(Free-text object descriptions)
*** Block opens ***

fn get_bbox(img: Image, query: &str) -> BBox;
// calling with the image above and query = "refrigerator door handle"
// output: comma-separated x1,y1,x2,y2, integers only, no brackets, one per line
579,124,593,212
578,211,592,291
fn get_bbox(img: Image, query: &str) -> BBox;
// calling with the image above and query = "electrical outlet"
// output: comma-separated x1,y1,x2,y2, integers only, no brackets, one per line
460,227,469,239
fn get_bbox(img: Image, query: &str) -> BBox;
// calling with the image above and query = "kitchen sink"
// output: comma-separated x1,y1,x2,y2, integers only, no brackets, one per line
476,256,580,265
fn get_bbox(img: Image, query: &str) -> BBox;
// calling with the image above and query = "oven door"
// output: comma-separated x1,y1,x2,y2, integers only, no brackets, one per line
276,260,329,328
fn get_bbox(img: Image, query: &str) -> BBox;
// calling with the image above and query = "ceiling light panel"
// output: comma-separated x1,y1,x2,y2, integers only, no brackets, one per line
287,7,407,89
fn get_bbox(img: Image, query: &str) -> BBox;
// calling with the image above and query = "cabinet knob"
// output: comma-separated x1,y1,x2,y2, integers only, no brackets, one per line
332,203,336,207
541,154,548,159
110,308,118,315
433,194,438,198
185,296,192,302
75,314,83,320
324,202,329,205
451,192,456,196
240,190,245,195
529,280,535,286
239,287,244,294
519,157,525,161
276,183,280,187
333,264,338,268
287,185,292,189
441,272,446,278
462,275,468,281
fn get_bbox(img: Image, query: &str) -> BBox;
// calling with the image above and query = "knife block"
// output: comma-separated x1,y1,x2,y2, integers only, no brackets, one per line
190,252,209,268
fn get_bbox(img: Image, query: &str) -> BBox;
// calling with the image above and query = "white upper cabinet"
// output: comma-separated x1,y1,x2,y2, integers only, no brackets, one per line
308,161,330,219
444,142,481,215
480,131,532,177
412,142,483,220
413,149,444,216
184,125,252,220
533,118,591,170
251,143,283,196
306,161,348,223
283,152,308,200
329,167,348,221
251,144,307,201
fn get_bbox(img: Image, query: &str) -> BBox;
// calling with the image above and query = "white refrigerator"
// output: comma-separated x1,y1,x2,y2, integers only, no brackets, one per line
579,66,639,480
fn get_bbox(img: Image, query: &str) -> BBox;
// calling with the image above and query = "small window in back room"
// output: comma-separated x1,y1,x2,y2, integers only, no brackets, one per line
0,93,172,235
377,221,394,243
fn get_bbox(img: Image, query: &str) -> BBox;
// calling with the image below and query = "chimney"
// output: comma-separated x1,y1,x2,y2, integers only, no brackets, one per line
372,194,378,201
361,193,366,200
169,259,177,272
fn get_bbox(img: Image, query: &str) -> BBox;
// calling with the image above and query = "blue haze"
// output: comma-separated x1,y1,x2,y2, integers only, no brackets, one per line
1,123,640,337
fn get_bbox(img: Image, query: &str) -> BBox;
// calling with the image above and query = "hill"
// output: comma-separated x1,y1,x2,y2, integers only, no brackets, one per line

*** Block closes ***

→ EXERCISE DESCRIPTION
What you return must match the records above exactly, line for line.

→ FINISHED TASK
fn get_bbox(img: Image, query: &str) -> BBox;
// calling with the image above and query = "refrigerator door handle"
// output: comma-separated x1,y1,x2,y2, integers only, no brackets, one per line
579,124,593,212
578,211,592,291
fn get_bbox(img: Image, query: &str) -> BBox;
// calling with the image above and query = "electrical outlet"
// output: comma-separated x1,y1,x2,y2, integers only, no brackets, one per line
460,227,469,239
fn get_bbox(img: Image, query: &str) -> BBox;
// calling with the image above and query = "kitchen sink"
// output: comma-separated x1,y1,x2,y2, integers only, no brackets, one per line
476,256,580,265
fn get_bbox(img: Image, query: &str) -> BBox;
// calling with the image above and query = "oven door"
// output: comma-separated x1,y1,x2,y2, integers only, no brackets, one per line
276,260,329,328
fn get_bbox(img: Image, query: &str) -> BBox;
// calling with the image above and query = "ceiling light panel"
// output: comma-separated x1,y1,x2,y2, integers only, no brackets, one per line
287,7,407,89
fn get_bbox(img: Image, query: &str) -> BBox;
// calling with the image above and query = "cabinet knob"
// output: comma-separated x1,y1,x2,y2, integers only, no brackets, one per line
332,203,336,207
541,154,548,159
110,308,118,315
433,194,438,198
185,296,192,302
75,314,83,320
324,202,329,205
451,192,456,196
240,190,245,195
529,280,535,286
239,287,244,294
519,157,525,161
276,183,280,187
333,264,338,268
287,185,292,189
441,272,446,278
462,275,468,281
fn get_bbox(img: Image, query: &str) -> BBox;
// calling with the image above and query = "knife block"
// output: comma-separated x1,y1,x2,y2, integers only, no brackets, one per line
190,252,209,268
fn get_bbox(img: Image, query: &str) -> BBox;
// calling with the image above and query = "white upper cabinet"
// output: comma-separated x1,y1,x2,y2, integers only, no brackets, one per line
308,161,330,219
444,142,481,215
480,131,532,177
412,142,483,220
413,149,444,216
184,125,252,220
533,118,591,170
251,143,283,196
306,161,348,223
283,152,308,200
329,167,348,221
251,144,307,201
fn get_bbox(img: Image, query: &str) -> BBox;
// calling with the image above and query = "white refrigerator"
// output: comma-separated x1,y1,x2,y2, integers only, no brackets, one per line
579,66,639,480
fn get_bbox(img: Image, query: &str) -> BBox;
// calling with the image above and query = "small window in back room"
// output: comma-separated x1,y1,x2,y2, integers only, no brackets, one per line
0,93,172,235
377,221,394,243
fn get_bbox(img: Image, query: &str) -> BBox;
// calling with the image below and query = "chimney"
// output: comma-separated x1,y1,x2,y2, integers only, no brackets, one per line
372,194,378,201
361,193,366,200
169,259,177,272
fn get_bbox(img: Image, query: &str) -> BBox;
// calling with the image above and query = "blue haze"
// output: comma-separated x1,y1,x2,y2, integers only, no brackets, one per line
1,123,640,337
fn get_bbox(img: Image, query: &str) -> BBox;
// calling with the image above and query = "hill"
// output: comma-separated x1,y1,x2,y2, integers only, no brackets, one per line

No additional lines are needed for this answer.